> **Task details**: The complete listing, repeated precisely, must form the answer.
........
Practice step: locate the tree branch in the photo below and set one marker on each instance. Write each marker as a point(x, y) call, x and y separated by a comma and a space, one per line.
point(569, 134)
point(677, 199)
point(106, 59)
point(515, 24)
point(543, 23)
........
> **The answer**:
Practice step: locate the tree branch in the photo below and set one marker on each instance. Write each marker as a point(x, y) call, x and y separated by a comma and a space, one per line.
point(569, 134)
point(677, 199)
point(106, 59)
point(515, 24)
point(543, 23)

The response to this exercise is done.